Aim of the task
Copy the entries from the line with "--detect paved road --source image" up to and including the line with "[263,525,376,586]", swapping "statue's" for "sculpture's" and changing nothing else. Give only those lines.

▬▬▬▬▬▬▬▬▬▬

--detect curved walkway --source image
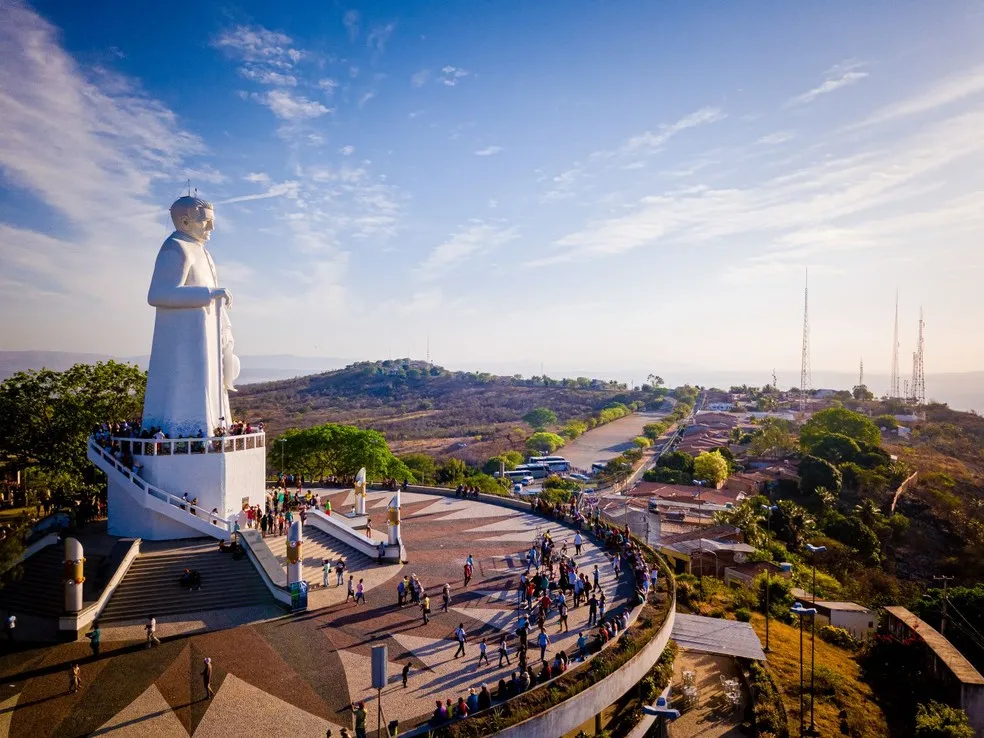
[0,491,629,738]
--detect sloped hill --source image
[232,359,644,456]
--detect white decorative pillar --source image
[62,538,85,612]
[355,467,366,515]
[287,520,304,586]
[387,490,400,546]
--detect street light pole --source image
[806,543,827,735]
[790,602,817,736]
[762,505,779,653]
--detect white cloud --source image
[366,23,396,54]
[239,66,297,87]
[251,90,332,121]
[852,66,984,128]
[417,220,519,279]
[786,61,868,105]
[441,64,469,87]
[342,10,359,41]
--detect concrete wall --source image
[495,602,676,738]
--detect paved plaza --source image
[0,491,630,738]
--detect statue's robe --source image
[143,231,238,438]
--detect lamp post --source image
[762,505,779,653]
[790,602,817,736]
[806,543,827,735]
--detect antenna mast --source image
[912,308,926,405]
[888,290,899,398]
[800,268,813,413]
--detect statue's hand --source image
[211,287,232,308]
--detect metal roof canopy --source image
[670,613,765,661]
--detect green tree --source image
[437,457,468,485]
[399,453,437,484]
[523,407,557,430]
[851,384,875,401]
[800,407,881,452]
[694,451,728,486]
[799,456,841,495]
[810,433,861,464]
[526,431,564,454]
[916,700,974,738]
[749,418,796,459]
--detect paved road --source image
[558,412,664,469]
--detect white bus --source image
[515,463,550,479]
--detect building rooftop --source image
[885,606,984,685]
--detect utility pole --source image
[933,577,953,635]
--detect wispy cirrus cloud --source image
[786,61,868,106]
[417,220,519,280]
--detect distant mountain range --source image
[0,351,984,412]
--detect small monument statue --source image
[355,467,366,515]
[143,196,239,438]
[62,538,85,612]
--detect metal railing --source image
[89,438,236,533]
[102,431,266,456]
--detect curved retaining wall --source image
[495,601,676,738]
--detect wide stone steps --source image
[263,525,376,585]
[0,544,65,617]
[99,538,274,623]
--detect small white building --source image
[792,588,876,638]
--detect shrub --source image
[818,625,861,651]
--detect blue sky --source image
[0,0,984,380]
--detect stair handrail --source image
[89,437,236,533]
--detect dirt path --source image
[669,651,748,738]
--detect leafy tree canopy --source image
[800,407,881,452]
[523,407,557,430]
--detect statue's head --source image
[171,195,215,243]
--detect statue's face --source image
[181,206,215,243]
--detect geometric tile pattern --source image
[0,491,629,738]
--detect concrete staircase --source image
[0,544,65,617]
[99,538,275,623]
[263,525,376,586]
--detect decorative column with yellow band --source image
[355,467,366,515]
[386,490,400,546]
[62,538,85,612]
[287,520,304,586]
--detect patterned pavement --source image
[0,491,629,738]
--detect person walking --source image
[499,636,512,669]
[454,623,467,658]
[536,628,550,661]
[85,620,102,656]
[202,656,215,700]
[144,615,161,648]
[68,664,82,694]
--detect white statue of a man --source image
[143,196,239,438]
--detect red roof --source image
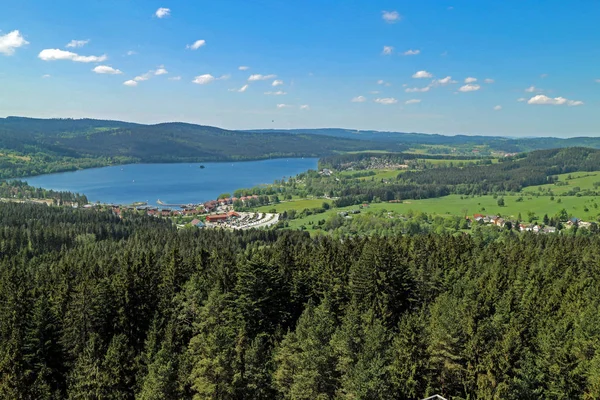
[206,214,229,222]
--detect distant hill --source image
[0,117,600,178]
[249,128,600,152]
[0,117,403,166]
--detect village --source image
[466,214,592,233]
[102,195,279,230]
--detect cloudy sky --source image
[0,0,600,136]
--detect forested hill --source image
[0,117,600,179]
[0,117,399,162]
[251,128,600,152]
[0,204,600,400]
[0,117,398,178]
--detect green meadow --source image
[279,195,600,228]
[256,199,331,213]
[523,171,600,194]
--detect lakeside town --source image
[104,195,280,230]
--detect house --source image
[206,214,229,223]
[190,219,205,228]
[579,221,592,229]
[227,211,240,218]
[519,224,532,232]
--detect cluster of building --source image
[203,194,258,212]
[105,195,258,221]
[467,214,592,233]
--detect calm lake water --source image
[23,158,318,205]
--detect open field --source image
[256,199,331,213]
[278,195,600,228]
[523,171,600,194]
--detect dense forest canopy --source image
[0,204,600,399]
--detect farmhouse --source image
[206,211,240,222]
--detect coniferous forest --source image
[0,203,600,399]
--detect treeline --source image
[0,180,88,206]
[319,152,489,170]
[0,117,389,178]
[0,204,600,399]
[398,147,600,194]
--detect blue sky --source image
[0,0,600,136]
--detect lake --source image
[22,158,318,205]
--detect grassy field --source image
[257,199,331,213]
[523,171,600,194]
[282,195,600,228]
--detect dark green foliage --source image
[0,203,600,400]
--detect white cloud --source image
[185,40,206,50]
[527,94,583,106]
[233,84,249,93]
[458,83,481,92]
[65,39,90,48]
[375,97,398,105]
[413,71,433,79]
[381,11,402,24]
[433,76,458,86]
[404,86,431,93]
[265,90,287,96]
[133,71,154,82]
[192,74,215,85]
[0,31,29,56]
[248,74,277,82]
[38,49,108,63]
[154,7,171,18]
[92,65,123,75]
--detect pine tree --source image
[274,299,338,400]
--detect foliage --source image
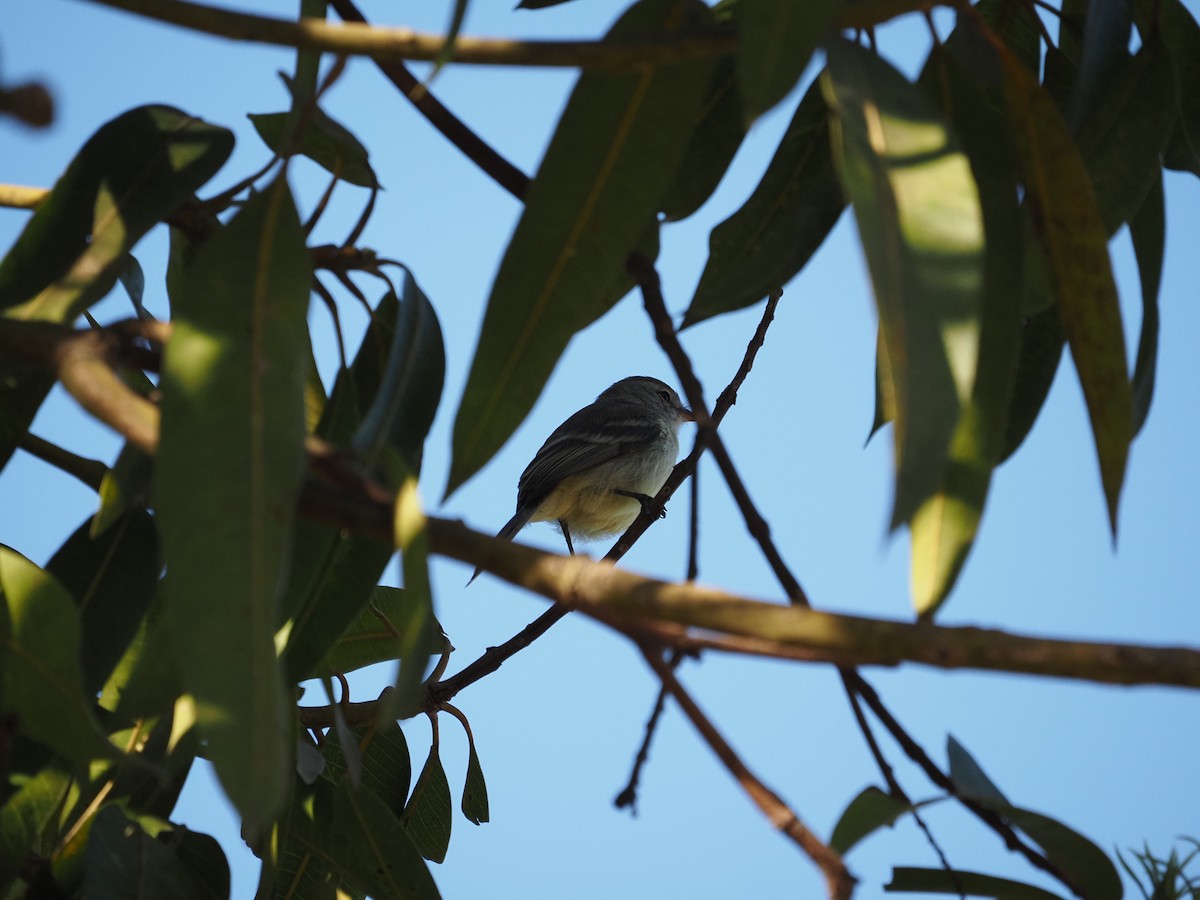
[0,0,1200,900]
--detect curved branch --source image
[79,0,736,72]
[428,518,1200,688]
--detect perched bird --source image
[467,376,695,584]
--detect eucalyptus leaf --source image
[446,0,714,494]
[155,178,311,834]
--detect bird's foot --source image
[613,490,667,518]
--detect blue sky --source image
[0,0,1200,898]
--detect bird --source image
[467,376,695,584]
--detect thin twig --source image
[330,0,529,200]
[642,647,856,900]
[612,650,683,816]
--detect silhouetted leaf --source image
[883,866,1062,900]
[1001,38,1133,535]
[331,778,439,900]
[446,0,714,494]
[822,41,985,535]
[155,172,311,835]
[1129,173,1166,434]
[734,0,838,124]
[683,78,846,328]
[46,510,158,696]
[659,56,746,222]
[403,744,451,863]
[829,787,941,856]
[0,546,116,763]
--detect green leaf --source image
[155,172,311,834]
[1006,808,1123,900]
[46,510,158,696]
[392,476,449,712]
[947,737,1122,900]
[0,106,233,468]
[822,41,985,527]
[462,721,492,824]
[883,866,1062,900]
[659,56,746,222]
[1135,0,1200,175]
[911,44,1025,617]
[0,546,116,763]
[83,806,229,900]
[683,76,846,328]
[248,104,379,187]
[1001,37,1133,535]
[403,743,452,863]
[1129,173,1166,434]
[314,586,448,674]
[446,0,714,494]
[352,269,446,484]
[946,736,1010,810]
[324,719,413,816]
[734,0,838,122]
[91,443,154,538]
[1000,306,1067,462]
[283,535,395,683]
[1078,35,1177,236]
[0,106,233,322]
[331,778,439,900]
[829,787,936,856]
[0,764,74,886]
[1067,0,1133,130]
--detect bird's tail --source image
[467,509,533,588]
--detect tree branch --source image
[79,0,736,72]
[642,647,856,900]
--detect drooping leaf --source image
[155,172,311,834]
[403,743,452,863]
[91,443,154,538]
[46,510,158,696]
[0,106,233,322]
[331,778,439,900]
[1000,37,1133,535]
[0,546,116,763]
[446,0,713,494]
[0,764,74,884]
[1078,35,1177,238]
[829,787,936,856]
[1136,0,1200,175]
[317,586,448,674]
[911,44,1024,617]
[683,76,846,328]
[392,476,449,710]
[83,805,229,900]
[352,269,445,473]
[946,736,1010,809]
[1067,0,1133,130]
[659,56,746,222]
[822,41,985,535]
[0,106,233,468]
[883,866,1063,900]
[248,106,379,187]
[324,719,413,816]
[1129,174,1166,434]
[947,737,1122,900]
[462,721,492,824]
[734,0,838,124]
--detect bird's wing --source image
[517,404,661,509]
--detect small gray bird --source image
[467,376,695,584]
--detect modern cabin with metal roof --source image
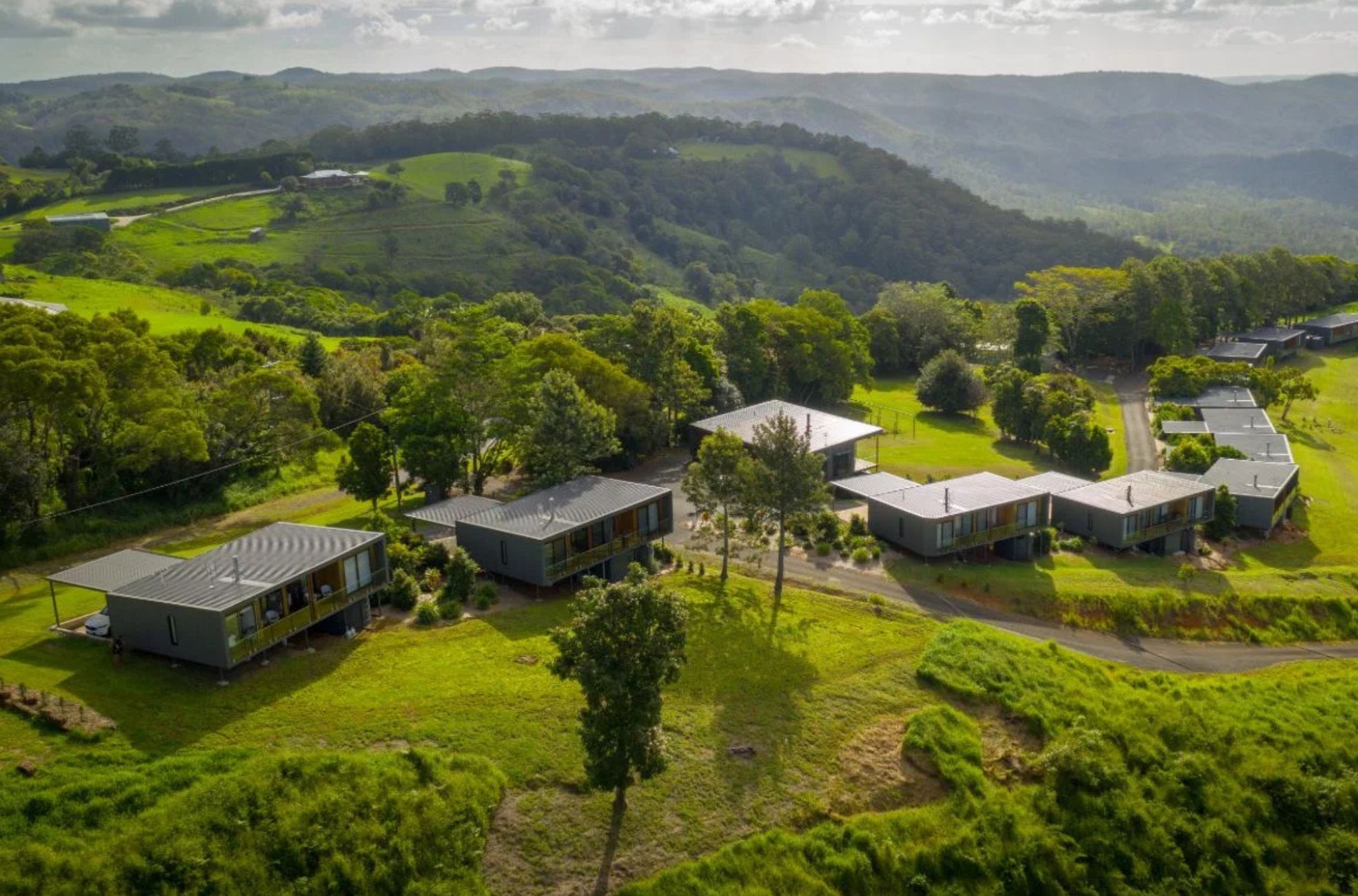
[49,522,387,669]
[455,476,673,585]
[1297,312,1358,345]
[1198,342,1273,367]
[867,472,1050,560]
[1236,327,1306,358]
[1202,458,1301,535]
[689,399,883,479]
[1022,470,1217,554]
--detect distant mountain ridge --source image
[0,68,1358,256]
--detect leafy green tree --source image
[1203,485,1239,539]
[1013,297,1051,358]
[549,564,687,815]
[519,371,622,487]
[297,333,330,378]
[336,422,391,513]
[744,413,830,611]
[915,349,986,414]
[443,547,480,604]
[683,429,752,581]
[383,368,474,497]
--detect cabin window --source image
[547,538,566,566]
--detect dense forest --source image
[0,69,1358,258]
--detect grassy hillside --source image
[883,345,1358,641]
[3,266,340,349]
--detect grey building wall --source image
[108,595,228,666]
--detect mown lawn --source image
[869,346,1358,641]
[850,376,1127,482]
[369,152,532,202]
[6,265,341,349]
[0,483,938,893]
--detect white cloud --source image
[1207,24,1284,46]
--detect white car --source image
[85,607,110,638]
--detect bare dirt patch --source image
[827,715,948,815]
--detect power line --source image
[23,410,382,525]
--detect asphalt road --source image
[622,448,1358,672]
[1112,374,1159,472]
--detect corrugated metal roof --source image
[458,476,669,540]
[1198,342,1268,361]
[1061,470,1211,513]
[405,494,510,528]
[873,472,1047,520]
[1236,327,1306,342]
[1213,433,1291,463]
[1019,470,1089,494]
[693,399,883,451]
[1202,458,1299,498]
[1199,407,1277,434]
[1157,385,1259,409]
[48,547,183,593]
[830,472,920,498]
[1297,312,1358,330]
[1159,420,1207,436]
[103,522,383,609]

▬▬▬▬▬▬▬▬▬▬

Finished task
--detect paved road --source image
[558,412,664,469]
--detect white bus --source image
[515,463,550,479]
--detect building rooftop --source image
[885,606,984,685]
--detect utility pole --source image
[933,577,953,635]
--detect wispy cirrus cloud --source image
[786,61,868,106]
[417,220,519,280]
--detect distant mountain range --source image
[0,351,984,412]
--detect small monument statue --source image
[355,467,366,515]
[143,196,239,438]
[62,538,85,612]
--detect metal railing --source image
[89,438,236,533]
[102,431,266,456]
--detect curved retaining wall --source image
[495,601,676,738]
--detect wide stone steps --source image
[263,525,376,585]
[0,544,65,617]
[99,538,274,623]
--detect small white building --source image
[792,588,876,638]
--detect shrub --source image
[818,625,861,651]
--detect blue sky --source image
[0,0,984,380]
--detect stair handrail --source image
[89,437,236,533]
--detect dirt path --source image
[669,651,748,738]
--detect leafy tree canopy --source image
[800,407,881,452]
[523,407,557,430]
--detect sculpture's head --source image
[171,195,215,243]
--detect sculpture's face --source image
[181,206,215,243]
--detect geometric tile pattern --source image
[0,491,629,738]
--detect concrete staircase --source image
[0,544,65,617]
[99,538,275,623]
[263,525,376,586]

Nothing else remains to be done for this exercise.